Creativity, Inc. – by Ed Catmull
Date read: 1/22/19. Recommendation: 9/10.
One of the best modern examples of the impact that comes from harnessing creativity and building a culture where the creative process can thrive. Catmull discusses the evolution of Pixar Animation, including the philosophies and strategies that have established them as creative force. Most notably, the team at Pixar embraces the years of ambiguity inherent to the creative process as a story evolves into its own. Instead of becoming attached to a single storyline or character, they seek out a deep truth at the core of the film–the guiding principle–and craft the story around that. Catmull also emphasizes the role of leadership in cultivating creativity. It starts with loosening your grip, accepting risk, trusting your people, and giving them space to do what they do best. See my notes below or Amazon for details and reviews.
Problems are the rule, rather than the exception. Even at great companies.
Mentality at Pixar is that they will always have problems, many of them hidden. But they work hard to uncover them, embrace the discomfort, and band together to solve them.
“The desire for everything to run smoothly is a false goal–it leads to measuring people by the mistakes they make rather than by their ability to solve problems.” EC
Blending Art + Technology
Walt Disney embraced new technologies…he would incorporate it into their work (blue screen matting, multi-plane cameras, xerography) and talk about it on his show to highlight the relationship between art and technology.
Catmull and Pixar took the same approach, blurring the lines between disciplines. Result was Toy Story, the first computer animated feature film.
Goal is to enable people to do their best work. That means more creative freedom (autonomy + empowerment), less tightening your grip.
The best leaders all have a single trait in common – self-awareness.
People > Ideas (because ideas come from people)
Always try to hire good people who are smarter than you. Then figure out what they need, assign them to projects that match their skills, and ensure they work well together.
“It is the focus on people–their work habits, their talents, their values–that is absolutely central to any creative venture.” EC
Bet on Yourself
George Lucas, instead of demanding higher salary after success of American Graffiti (the norm in Hollywood, bump up your quote), skipped the raise and asked to retain ownership of licensing and merchandising rights to his next film, Star Wars.
Ed Catmull felt like a fraud in his early years as president of Pixar. He didn’t share the aggressive tendencies of other flashy leaders. Imposter feeling finally went away after years later after repeated experience of weathering failures, watching films succeed, building Pixar’s culture, and developing relationships.
“As long as you commit to a destination and drive toward it with all your might, people will accept when you correct course.” EC
Make your best guess and go with it. Decisions can be made far faster (product development) if you assess them in terms of how reversible they are (*See Shane Parrish’s interview with Shopify’s CEO, Tobi Lütke).
Avoid the temptation to oversimplify (and overcomplicate)
In early days of Pixar while Catmull was selling the Pixar Imaging Computer to make money, he sought advice of experienced professionals because he was unsure and stressed. Simple answers were seductive and prevented him from asking more fundamental questions.
Many leaders assume too much credit in their successes and ignore the role of randomness and luck.

• **Tasks for this exercise**:
- 1) Rewrite the Creativity, Inc. notes, covering everything from "Catmull and Pixar" down to "common – self-awareness.", with "self-awareness" changed to "humility".
- 2) Pick up the Creativity, Inc. notes right after their final sentence and keep going.

• **Information given**:

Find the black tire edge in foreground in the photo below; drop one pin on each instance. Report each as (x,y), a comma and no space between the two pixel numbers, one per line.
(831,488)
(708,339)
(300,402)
==
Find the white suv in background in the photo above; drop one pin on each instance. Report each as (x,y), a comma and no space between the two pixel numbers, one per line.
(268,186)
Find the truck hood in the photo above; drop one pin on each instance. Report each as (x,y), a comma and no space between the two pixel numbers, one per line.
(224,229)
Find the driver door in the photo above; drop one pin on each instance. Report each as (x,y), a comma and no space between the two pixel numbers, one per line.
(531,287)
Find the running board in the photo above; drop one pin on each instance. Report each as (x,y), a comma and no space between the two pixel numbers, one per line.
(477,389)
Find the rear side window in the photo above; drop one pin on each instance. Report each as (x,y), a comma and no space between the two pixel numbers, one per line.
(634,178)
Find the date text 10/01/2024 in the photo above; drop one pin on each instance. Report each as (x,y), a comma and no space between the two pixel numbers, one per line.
==
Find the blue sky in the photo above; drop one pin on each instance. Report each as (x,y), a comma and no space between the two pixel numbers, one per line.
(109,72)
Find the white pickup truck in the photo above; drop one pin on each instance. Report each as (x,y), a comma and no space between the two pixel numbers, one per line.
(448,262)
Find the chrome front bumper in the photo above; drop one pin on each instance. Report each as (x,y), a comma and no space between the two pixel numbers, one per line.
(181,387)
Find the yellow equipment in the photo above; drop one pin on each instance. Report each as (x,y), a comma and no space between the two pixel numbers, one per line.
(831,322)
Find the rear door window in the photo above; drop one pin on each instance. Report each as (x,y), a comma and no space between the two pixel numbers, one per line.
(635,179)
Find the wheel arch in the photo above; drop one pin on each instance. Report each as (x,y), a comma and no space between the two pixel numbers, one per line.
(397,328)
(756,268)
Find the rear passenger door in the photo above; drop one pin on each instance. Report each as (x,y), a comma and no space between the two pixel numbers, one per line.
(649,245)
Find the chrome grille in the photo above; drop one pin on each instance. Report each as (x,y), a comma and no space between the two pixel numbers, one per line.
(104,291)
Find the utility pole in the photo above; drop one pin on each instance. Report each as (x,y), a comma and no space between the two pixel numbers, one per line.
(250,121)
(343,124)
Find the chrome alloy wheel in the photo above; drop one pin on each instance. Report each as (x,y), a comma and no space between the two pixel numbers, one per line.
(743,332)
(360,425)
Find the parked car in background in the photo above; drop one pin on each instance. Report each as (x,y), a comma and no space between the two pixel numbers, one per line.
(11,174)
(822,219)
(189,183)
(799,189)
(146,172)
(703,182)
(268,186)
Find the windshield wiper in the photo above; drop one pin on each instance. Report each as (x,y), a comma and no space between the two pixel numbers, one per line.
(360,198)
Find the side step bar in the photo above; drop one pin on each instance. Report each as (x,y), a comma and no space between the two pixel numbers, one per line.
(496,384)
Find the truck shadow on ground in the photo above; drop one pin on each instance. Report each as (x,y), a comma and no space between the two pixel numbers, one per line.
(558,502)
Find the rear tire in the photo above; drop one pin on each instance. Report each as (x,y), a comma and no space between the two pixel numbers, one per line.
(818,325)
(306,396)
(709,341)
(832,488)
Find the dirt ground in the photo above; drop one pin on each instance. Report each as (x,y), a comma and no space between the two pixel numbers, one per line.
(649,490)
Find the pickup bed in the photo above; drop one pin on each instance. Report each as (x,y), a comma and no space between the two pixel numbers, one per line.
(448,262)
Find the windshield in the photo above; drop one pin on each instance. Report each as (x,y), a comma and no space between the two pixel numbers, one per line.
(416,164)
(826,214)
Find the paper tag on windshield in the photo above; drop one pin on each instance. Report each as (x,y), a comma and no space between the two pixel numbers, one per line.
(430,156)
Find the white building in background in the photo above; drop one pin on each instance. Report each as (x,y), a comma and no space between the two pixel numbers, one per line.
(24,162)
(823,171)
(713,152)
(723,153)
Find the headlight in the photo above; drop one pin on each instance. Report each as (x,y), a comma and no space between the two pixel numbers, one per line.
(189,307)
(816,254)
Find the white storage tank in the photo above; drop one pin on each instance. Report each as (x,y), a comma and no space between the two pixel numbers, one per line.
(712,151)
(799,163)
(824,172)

• **The results**:
- 1)
Catmull and Pixar took the same approach, blurring the lines between disciplines. Result was Toy Story, the first computer animated feature film.
Goal is to enable people to do their best work. That means more creative freedom (autonomy + empowerment), less tightening your grip.
The best leaders all have a single trait in common – humility.

- 2)
*See Nassim Taleb’s Fooled by Randomness + Occam’s Razor
Important to acknowledge role of randomness and luck, because this allows you to keep an open mind, check your ego, and make rational decisions. Not everything you did was a stroke of genius.
Make room for the unknown in creativity. It can bring inspiration and originality. Not everything needs to have a point or be about productivity/efficiency.
Thinking Fast vs. Slow
Steve Jobs would often shoot down Ed Catmull’s arguments when they disagreed because he was a much faster thinker. Catmull would wait a week, collect his thoughts, deliberate, then state his case. Jobs always kept an open mind.
Candor and Trust
“A hallmark of a healthy creative culture is that its people feel free to share ideas, opinions, and criticisms. Lack of candor, if unchecked, ultimately leads to dysfunctional environments.” EC
Without candor, you fail to establish trust. Without trust, creative collaboration becomes impossible.
You are not your idea. If you emotionally invest and overidentify with your idea, you’ll become defensive when challenged or given feedback.
The search for a story is the search for a guiding principle. This allows Pixar’s films to evolve drastically from their original treatments. Once they find the guiding principle, easier to build the characters, storyline, settings to better communicate that.
Don’t become emotionally attached to a single character or storyline, become emotionally attached to the guiding principle. Look for deep truths and build from there.
“Originality is fragile. And, in its first moment, it’s often far from pretty. This is why I call early mock-ups of our films ‘ugly babies.’ They are truly ugly: awkward and unformed, vulnerable and incomplete. They need nurturing–in the form of time and patience–in order to grow.” EC
Pixar’s use of “guiding principles” could be interchangeable with “vision” in product development. Don’t get attached to a single feature. Invest in the vision.
Experimentation and Failure
“Experiments are fact-finding missions that, over time, inch scientists toward greater understanding. That means any outcome is a good outcome, because it yields new information.” EC
Animated shorts are Pixar’s version of prototypes. Relatively inexpensive way to test the waters and see if they’re onto something.
Make it safe to take risks: “Rather than trying to prevent all errors, we should assume, as is almost always the case, that our people’s intentions are good and that they want to solve problems. Give them responsibility, let the mistakes happen, and let people fix them...Management’s job is not to prevent risk but to build the ability to recover.”
Constraining creativity is a steep price: “The cost of preventing errors is often far greater than the cost of fixing them.”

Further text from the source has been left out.